### Text provided

** Start **

Sometimes you have to hit me upside the head to get my attention.
At least, that's how today has seemed.
This morning, I came across a Bible passage from Ezekiel 16:49, which carries a stiff warning: " 'Now this was the sin of your sister Sodom: She and her daughters were arrogant, overfed and unconcerned; they did not help the poor and needy...'"
Then I read an interview on ChristianityToday.com with Redeemer Presbyterian's Tim Keller, in which he bluntly states, "It's biblical that we owe the poor as much of our money as we can possibly give away."
But still, I cluelessly trolled the Internet in search of a suitable topic for today's essay. I didn't think I had found anything, and began sinking into a gathering cloud of discouragement as the afternoon wore on. Then, a longtime friend contacted me about something we had discussed a while ago, and mentioned that their pastor yesterday reminded the congregation that Christ wasn't born so we could lavish ourselves with stuff.
Lavish ourselves with stuff.
And that was the *whomp!* upside my head.
Who is Teaching You About Wealth?
I've written about North American Christians and poverty before, and spent some time evaluating Keller's convictions about lavish charity. But that all sounded too counter-cultural to be practical. Instead, we've been bombarded by political hyperbole from conservatives furious that entitlement programs continue to sap them dry so lazy pigs can wallow at the trough of liberal wealth redistribution. And that has made a lot more sense to us pragmatists.
While most of this rhetoric has come from some of the most Biblically illiterate people in the United States, namely our conservative talk radio stars, some religious conservatives have also jumped on the social-welfare-as-socialist-propaganda bandwagon. Combined, these right-wing pundits have succeeded in crafting the illusion that poor people deserve to be poor, and rich people deserve to be free from worrying about poor people.
Now, if you need Biblical references for proof of this fallacy, then maybe you should read your Bible more than you listen to Rush, Beck, Hannity, and the other peddlers of financial idolatry. You're not going to get God's perspective of money by listening to guys who've made their wealth sitting in radio studios, swaddled in leather chairs, feeding their listeners a daily diet of testosterone-fueled vitriol against anybody who dares to think before they vote.
Then again, they wouldn't be making their millions if they didn't have millions of listeners across the country who enjoyed being spoon-fed this pablum. Rush and his ilk get some stuff right, yet their credibility gets washed away by the flood of stuff they get wrong.
Reality Check
But I digress.
Nobody is saying that to be a good follower of Christ you need to give away everything you have and check in to your local homeless shelter. How does that really help anybody? Christ never tells us to become dirt poor, but His Gospel expects us to pursue a healthy economic balance between those who have abundance and those in need.
He tells us to give our redundant possessions to those who lack; for example, people with two coats should give one to the person who can't afford to buy any. If that's wealth redistribution, then I guess wealth redistribution is a Biblical concept, isn't it?
Not that when it comes to our government, all of our taxes should go to propping up what has become a wasteful, corrupt welfare system. Since we live in a close approximation of a democracy, we have the right and - hopefully - ability to work towards equitable support for people who may be experiencing some sort of disadvantage, and to advocate for change when bureaucratic systems actually harm society by perpetuating poverty.

** End **

### Provided information

** Start **

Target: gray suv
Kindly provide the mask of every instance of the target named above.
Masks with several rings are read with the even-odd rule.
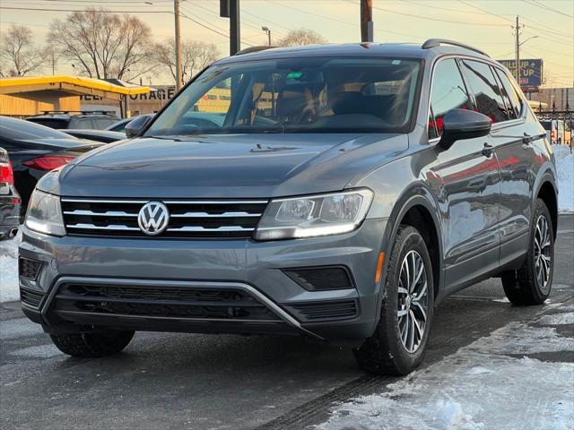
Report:
[[[550,293],[552,150],[471,47],[245,53],[128,128],[45,176],[22,228],[23,311],[66,354],[135,331],[300,334],[402,374],[449,295]]]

** End **

### Brief 1
According to the essay on Christians and wealth, which Bible passage did the author come across that morning?
### Brief 2
Rewrite all the entries with "gray suv" changed to "silver suv" and everything else kept the same, omitting the pictures from your answer.

### Task output 1
Ezekiel 16:49.

### Task output 2
Target: silver suv
Kindly provide the mask of every instance of the target named above.
Masks with several rings are read with the even-odd rule.
Report:
[[[550,293],[552,150],[471,47],[245,53],[128,128],[45,176],[22,228],[23,311],[66,354],[135,331],[300,334],[402,374],[449,295]]]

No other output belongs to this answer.